List of tasks —
1 - Print the passage on runner radial force from "The radial force on" up to and including "in Figure 7.", copied word for word.
2 - Carry on the passage on runner radial force, picking up right after its final sentence.

Page —
Comparison of the two calculate conditions: Because the main research goal was to study the influence of deviation on the force of the runner, the question as to whether the force was reasonable was the main comparison factor. The radial force of the runner, the blade, the hub, the shroud, the crown chamber, and the bottom ring chamber were read by a computer to compare whether adding the wall speed was reasonable to arrive at the actual result.
By comparing the results in Figure 6, the following conclusions have been shown:
(a)
Regardless of whether wall velocity was added or not, the radial force increased with the increase in deviation in any part.
(b)
The radial force on the crown chamber was the largest.
(c)
Compared to with and without the wall velocity, the radial force trend with the wall velocity added was more realistic.
Therefore, the wall velocity was considered in the simulation.

3.1. Steady-State Calculation

The pressure distribution of the crown chamber is shown in Figure 7.

Stored data —
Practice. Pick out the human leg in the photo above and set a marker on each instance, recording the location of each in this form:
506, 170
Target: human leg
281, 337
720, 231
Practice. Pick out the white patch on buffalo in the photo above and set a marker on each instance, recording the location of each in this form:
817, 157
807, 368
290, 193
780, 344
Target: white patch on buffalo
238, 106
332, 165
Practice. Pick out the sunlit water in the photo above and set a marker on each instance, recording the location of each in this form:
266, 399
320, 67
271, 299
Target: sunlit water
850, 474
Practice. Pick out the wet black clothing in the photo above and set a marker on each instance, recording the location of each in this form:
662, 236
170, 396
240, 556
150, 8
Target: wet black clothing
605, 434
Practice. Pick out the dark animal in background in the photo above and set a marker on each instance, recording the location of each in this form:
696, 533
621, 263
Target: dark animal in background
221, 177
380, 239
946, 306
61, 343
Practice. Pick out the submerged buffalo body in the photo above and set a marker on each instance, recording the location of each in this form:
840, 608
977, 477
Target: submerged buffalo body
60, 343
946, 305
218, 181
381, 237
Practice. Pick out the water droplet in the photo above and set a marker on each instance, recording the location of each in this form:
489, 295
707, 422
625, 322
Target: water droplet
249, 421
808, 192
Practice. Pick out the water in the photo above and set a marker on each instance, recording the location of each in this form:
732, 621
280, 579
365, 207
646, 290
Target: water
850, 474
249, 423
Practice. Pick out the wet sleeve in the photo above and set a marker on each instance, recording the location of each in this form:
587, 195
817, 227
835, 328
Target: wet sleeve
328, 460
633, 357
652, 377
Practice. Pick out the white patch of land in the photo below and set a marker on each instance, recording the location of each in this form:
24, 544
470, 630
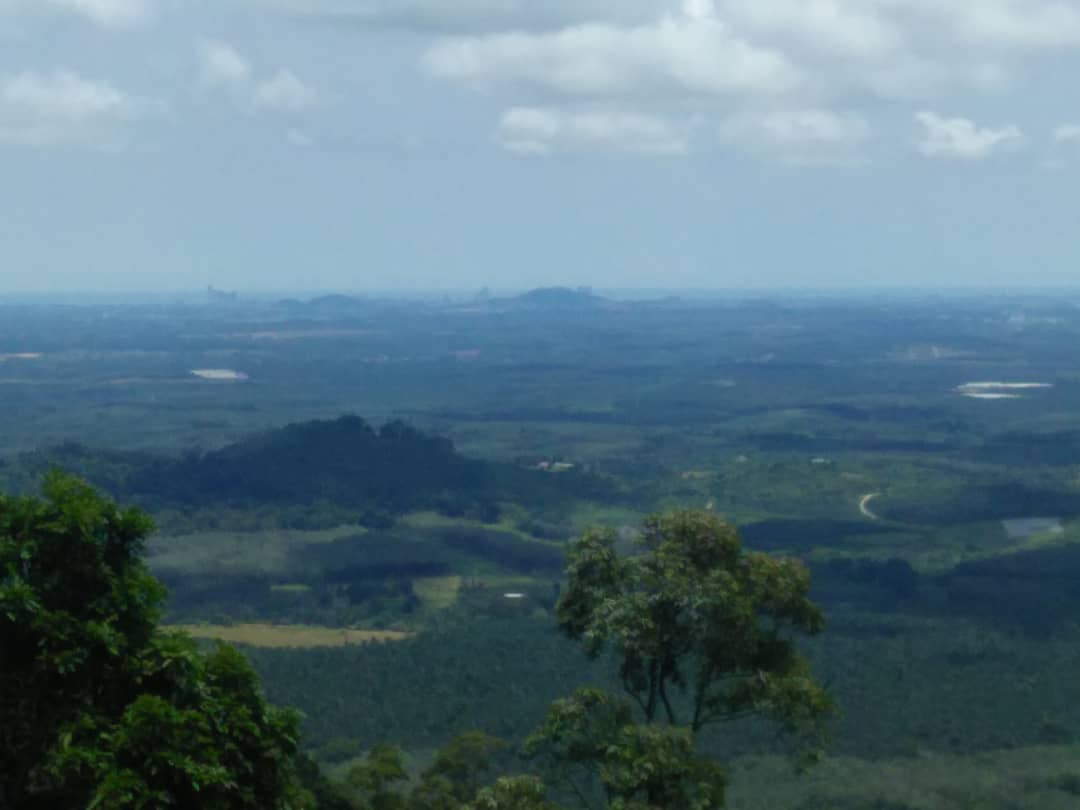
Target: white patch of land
1022, 528
864, 505
226, 375
21, 355
999, 390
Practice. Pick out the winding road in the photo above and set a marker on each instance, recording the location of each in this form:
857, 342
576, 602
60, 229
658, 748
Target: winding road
864, 505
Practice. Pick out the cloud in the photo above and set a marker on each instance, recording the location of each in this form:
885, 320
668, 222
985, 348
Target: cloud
1067, 134
1013, 24
544, 131
838, 27
959, 138
62, 107
284, 93
221, 65
467, 16
693, 52
799, 136
299, 139
107, 13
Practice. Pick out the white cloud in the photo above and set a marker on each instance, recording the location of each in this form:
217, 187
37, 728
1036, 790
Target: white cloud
693, 52
299, 139
285, 93
62, 107
1067, 134
799, 136
221, 65
468, 15
107, 13
959, 138
1013, 24
839, 27
543, 131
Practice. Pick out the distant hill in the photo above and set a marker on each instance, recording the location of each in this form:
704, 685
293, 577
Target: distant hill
554, 298
345, 461
342, 463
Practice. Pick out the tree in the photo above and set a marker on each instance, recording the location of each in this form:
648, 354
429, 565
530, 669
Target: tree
451, 780
594, 734
100, 709
702, 629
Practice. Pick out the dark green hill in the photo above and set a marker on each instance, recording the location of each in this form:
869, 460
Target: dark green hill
555, 298
343, 461
342, 467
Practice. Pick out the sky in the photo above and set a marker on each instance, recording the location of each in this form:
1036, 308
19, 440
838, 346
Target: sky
426, 145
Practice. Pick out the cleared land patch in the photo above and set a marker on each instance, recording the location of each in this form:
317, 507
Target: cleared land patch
288, 636
437, 593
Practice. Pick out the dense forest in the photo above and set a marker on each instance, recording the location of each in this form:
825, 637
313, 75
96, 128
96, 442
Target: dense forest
406, 588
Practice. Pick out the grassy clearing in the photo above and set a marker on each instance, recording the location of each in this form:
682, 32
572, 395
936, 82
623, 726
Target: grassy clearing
437, 593
237, 553
1044, 778
288, 636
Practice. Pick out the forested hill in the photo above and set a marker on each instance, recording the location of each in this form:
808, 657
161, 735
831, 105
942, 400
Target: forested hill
345, 461
342, 462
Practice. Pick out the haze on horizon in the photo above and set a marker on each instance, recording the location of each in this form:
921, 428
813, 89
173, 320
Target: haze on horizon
159, 145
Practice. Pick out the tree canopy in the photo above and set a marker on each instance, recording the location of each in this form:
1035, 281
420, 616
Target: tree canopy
703, 630
100, 709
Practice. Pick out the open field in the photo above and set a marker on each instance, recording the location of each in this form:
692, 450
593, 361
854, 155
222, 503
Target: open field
1043, 778
942, 528
283, 636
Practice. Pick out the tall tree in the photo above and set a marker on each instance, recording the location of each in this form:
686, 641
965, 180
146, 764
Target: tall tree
100, 709
703, 630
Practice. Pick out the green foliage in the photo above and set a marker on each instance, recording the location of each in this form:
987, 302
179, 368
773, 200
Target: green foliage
594, 746
513, 793
693, 611
99, 709
451, 780
375, 780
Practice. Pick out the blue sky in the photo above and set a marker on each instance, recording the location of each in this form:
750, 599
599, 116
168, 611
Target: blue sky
162, 145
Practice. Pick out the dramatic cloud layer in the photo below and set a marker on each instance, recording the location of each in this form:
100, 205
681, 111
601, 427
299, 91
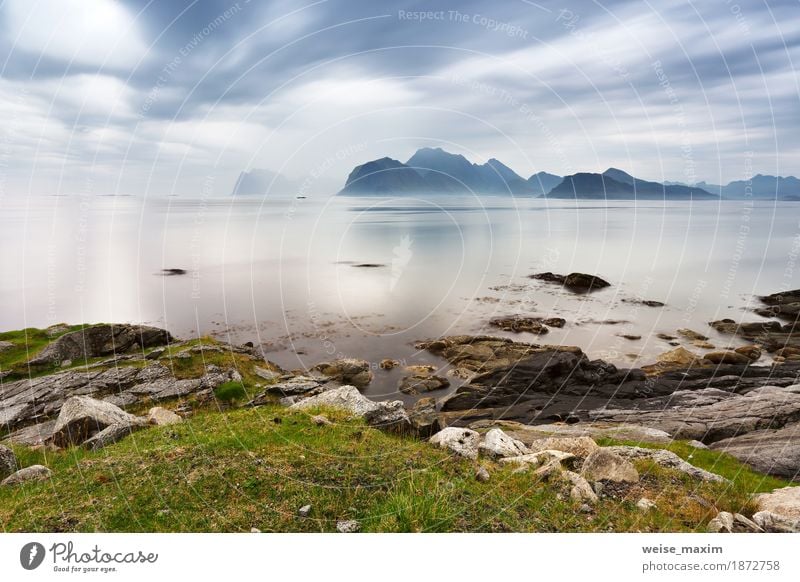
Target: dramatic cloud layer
152, 97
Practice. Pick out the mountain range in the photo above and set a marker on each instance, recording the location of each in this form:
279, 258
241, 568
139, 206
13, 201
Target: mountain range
435, 171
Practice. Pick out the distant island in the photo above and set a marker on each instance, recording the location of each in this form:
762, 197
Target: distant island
436, 171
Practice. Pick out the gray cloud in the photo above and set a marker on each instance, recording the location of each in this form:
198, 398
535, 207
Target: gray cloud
157, 96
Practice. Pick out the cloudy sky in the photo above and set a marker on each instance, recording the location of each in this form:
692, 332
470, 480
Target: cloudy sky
153, 97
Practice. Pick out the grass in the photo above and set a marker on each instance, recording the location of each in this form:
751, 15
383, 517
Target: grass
256, 467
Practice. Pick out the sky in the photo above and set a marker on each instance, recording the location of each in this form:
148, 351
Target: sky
161, 97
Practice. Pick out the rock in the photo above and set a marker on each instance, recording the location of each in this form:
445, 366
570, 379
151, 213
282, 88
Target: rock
81, 417
751, 352
774, 523
581, 490
298, 385
424, 418
28, 474
726, 522
266, 374
540, 458
388, 364
703, 345
645, 504
577, 282
8, 462
348, 526
711, 414
666, 459
518, 324
461, 441
605, 465
386, 415
496, 444
771, 451
697, 444
110, 435
155, 353
727, 357
422, 383
784, 502
101, 340
677, 359
161, 416
321, 420
692, 335
347, 371
580, 446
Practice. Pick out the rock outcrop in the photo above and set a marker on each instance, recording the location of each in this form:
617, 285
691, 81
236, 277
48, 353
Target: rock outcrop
101, 340
82, 417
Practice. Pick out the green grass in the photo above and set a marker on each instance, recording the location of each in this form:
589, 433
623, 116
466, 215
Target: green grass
255, 467
230, 392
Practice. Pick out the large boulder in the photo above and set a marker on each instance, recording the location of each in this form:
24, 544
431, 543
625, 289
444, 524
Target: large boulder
771, 451
386, 415
580, 446
350, 371
461, 441
784, 502
82, 417
496, 445
606, 465
27, 475
8, 462
667, 459
101, 340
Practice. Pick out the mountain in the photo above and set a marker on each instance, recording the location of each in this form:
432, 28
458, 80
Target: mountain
435, 171
761, 187
259, 182
543, 182
615, 184
384, 176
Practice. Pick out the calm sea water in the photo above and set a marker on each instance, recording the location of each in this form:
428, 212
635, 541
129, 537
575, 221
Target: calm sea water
286, 272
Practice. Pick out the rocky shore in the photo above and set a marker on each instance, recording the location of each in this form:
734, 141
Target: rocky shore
542, 408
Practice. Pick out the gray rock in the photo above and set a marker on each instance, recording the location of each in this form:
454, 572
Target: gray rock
774, 523
606, 465
645, 504
482, 475
111, 434
385, 415
8, 462
784, 502
771, 451
726, 522
496, 445
101, 340
81, 417
348, 526
461, 441
347, 371
711, 414
580, 489
667, 459
424, 417
28, 474
161, 416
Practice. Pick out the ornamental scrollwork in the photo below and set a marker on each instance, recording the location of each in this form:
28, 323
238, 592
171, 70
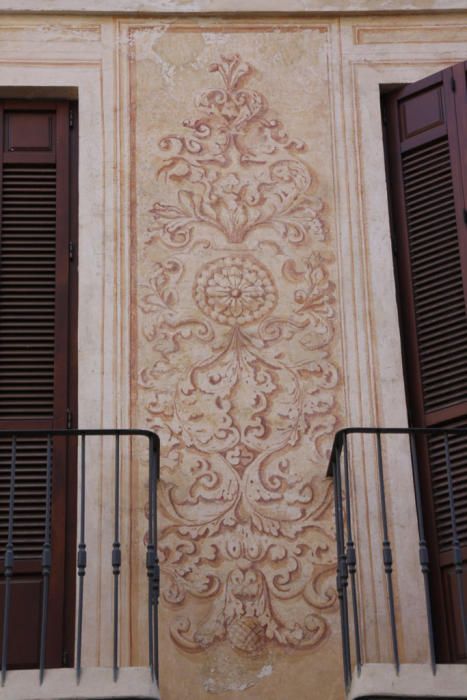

Outputs —
1 -
The radial force on the crown chamber was the largest.
(c)
Compared to with and without the wall velocity, the radial force trend with the wall velocity added was more realistic.
Therefore, the wall velocity was considered in the simulation.

3.1. Steady-State Calculation

The pressure distribution of the crown chamber is shown in Figure 7.

2 -
It can be seen that, with the addition of wall velocity, the pressure distribution at the edge of the crown chamber was consistent with that without wall velocity, while the pressure inside the crown chamber rose due to the presence of wall velocity, and the internal pressure gradually increased with the increase in deviation. However, even with the increase in pressure, the crown chamber pressure with the addition of wall velocity was lower than that without the addition of wall velocity.
The velocity distributions of the crown chamber are illustrated in Figure 8.
In terms of velocity, at a low deviation, the flow in the cavity was disordered due to the rotation velocity on the lower surface, but it can still be seen that there was a vortex with the highest intensity. However, when the deviation was large, the flow region was stable, and there was no vortex. This may be because the deviation iwas too large, and the wall velocity of the lower surface was dominant, while the flow in the whole cavity was dominated by the rotation of the lower surface.
The pressure distributions of the bottom ring chamber are presented in Figure 9.
It can be seen here that, even with the presence of wall velocity, the pressure distribution of the lower ring still changed little.
The velocity distributions of the bottom ring chamber are demonstrated in Figure 10.
It can be seen here that the direction and flow characteristics of the three streamline lines were roughly the same. However, under a large deviation, the overall velocity was consistent with the inner surface flow and velocity, and the region was stable, just like the conclusion of the crown chamber velocity distribution.
Figure 11 shows the pressure distributions of the runner.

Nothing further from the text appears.